* **EXTRACT PROVIDED**
== Segment start ==

If your mammogram shows breast calcifications, your radiologist may recommend other imaging tests or a biopsy. While calcifications can be benign, they can also be found in the breast in association with breast cancer.

If your doctor has recommended that you get a biopsy or you wonder whether to have one, you can seek a second opinion before undergoing any procedures.

If you do need a biopsy, you may also want to get a second opinion after your biopsy. This will help ensure your diagnosis is accurate and that your treatment recommendation is appropriate.

Many women never have any symptoms when they have breast cancer. They may not feel any different. Many breast cancers associated with calcifications can’t be felt, but it’s possible they can be.

Be sure to look out for symptoms like lumps, nipple discharge, or other changes in your breasts.

It’s possible to miss some of the warning signs or not have warning signs, but a mammogram can show if you have a breast calcification. In some women, that can be a sign of cancer.

Breast calcifications are calcium deposits within breast tissue. On mammograms, they look like white spots or flecks and are usually so small that you can’t physically feel them. They’re common in older women, especially those who have gone through menopause.

== Segment end ==

* **RECORDED INFORMATION**
== Segment start ==

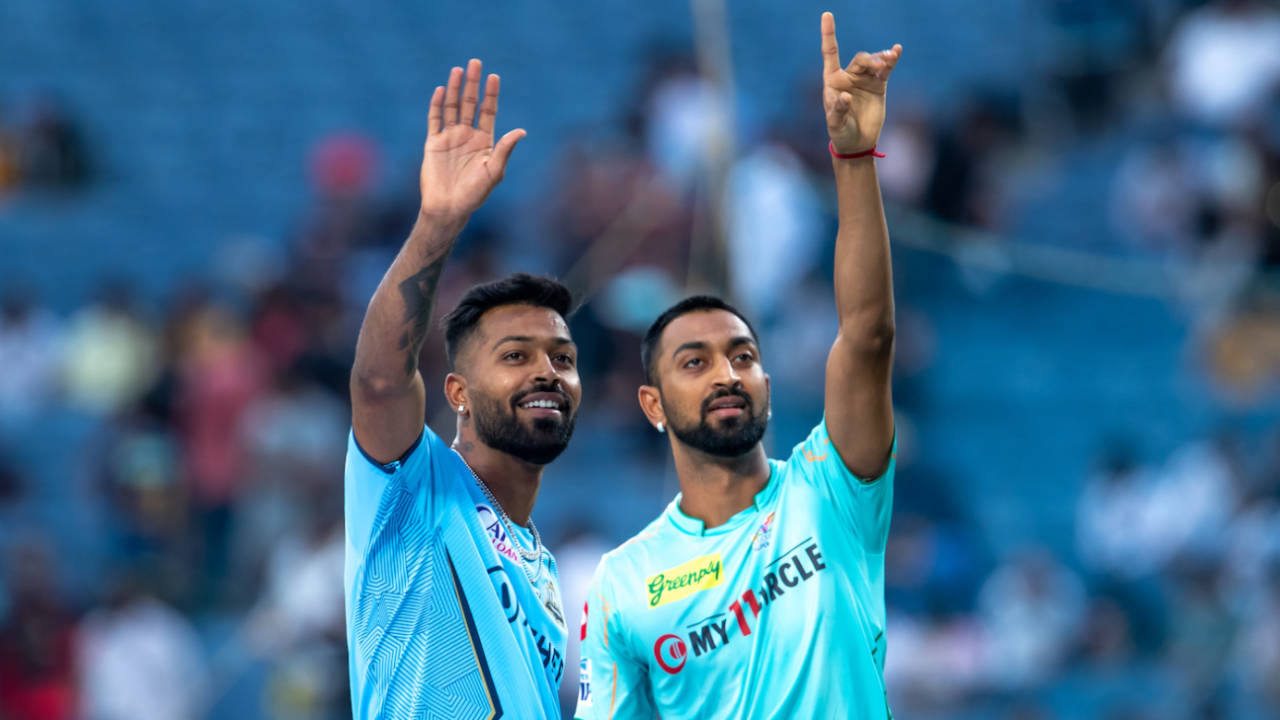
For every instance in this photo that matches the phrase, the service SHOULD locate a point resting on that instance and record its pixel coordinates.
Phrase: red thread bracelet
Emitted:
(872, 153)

== Segment end ==
== Segment start ==

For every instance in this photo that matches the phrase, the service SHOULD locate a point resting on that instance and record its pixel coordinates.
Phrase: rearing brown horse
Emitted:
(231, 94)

== Segment end ==

* **EXERCISES**
A - List the symptoms that the text on breast calcifications tells readers to look out for.
B - According to the text on breast calcifications, what do calcifications look like on a mammogram?
C - Carry the text on breast calcifications forward from its last sentence.
The rows play no part in what is asked here.

* **RESPONSES PER TASK**
A - Lumps, nipple discharge, and other changes in the breasts.

B - They look like white spots or flecks.

C -
Breast calcifications can form in several different ways. The most common is to form naturally as a part of the aging process. Calcification may also occur due to:

  • a noncancerous change in your breast, such as a fibroadenoma or breast cyst
  • infection
  • injury to your breast
  • surgery
  • breast implants
  • cancerous and noncancerous breast lesions

Most breast calcifications are noncancerous (benign). Certain patterns of calcifications may be an indication of breast cancer. If calcifications are in tight clusters with irregular shapes, or if they grow in a line, that could indicate cancer.

The two main types of breast calcifications that can appear on a mammogram are macrocalcifications and microcalcifications.

Macrocalcifications appear on the mammogram as a large round shape and are most often benign. You won’t need any additional testing or follow-up.

Microcalcifications are small. On the mammogram, they may look like fine, white specks like grains of salt. Microcalcifications may fit into one of the following categories by the radiologist, which may appear on your mammogram report:

  • benign
  • probably benign
  • suspicious
  • highly suspicious

Any pattern that’s suspicious or highly suspicious should be biopsied to rule out cancer. Calcifications that appear benign aren’t usually biopsied. But they should be monitored for any changes.

Repeating mammograms every 6 to 12 months may be recommended to monitor benign calcifications. The radiologist will compare newer images to older images for any changes in the pattern or size of the calcifications.

It’s a good idea to have your mammograms done in the same place so that the technique and results follow the same standard. You may also need additional mammograms that provide magnified views of the area, or you may need a breast biopsy. As with any medical conditions, it’s important to understand what breast calcifications are and if a second opinion is needed.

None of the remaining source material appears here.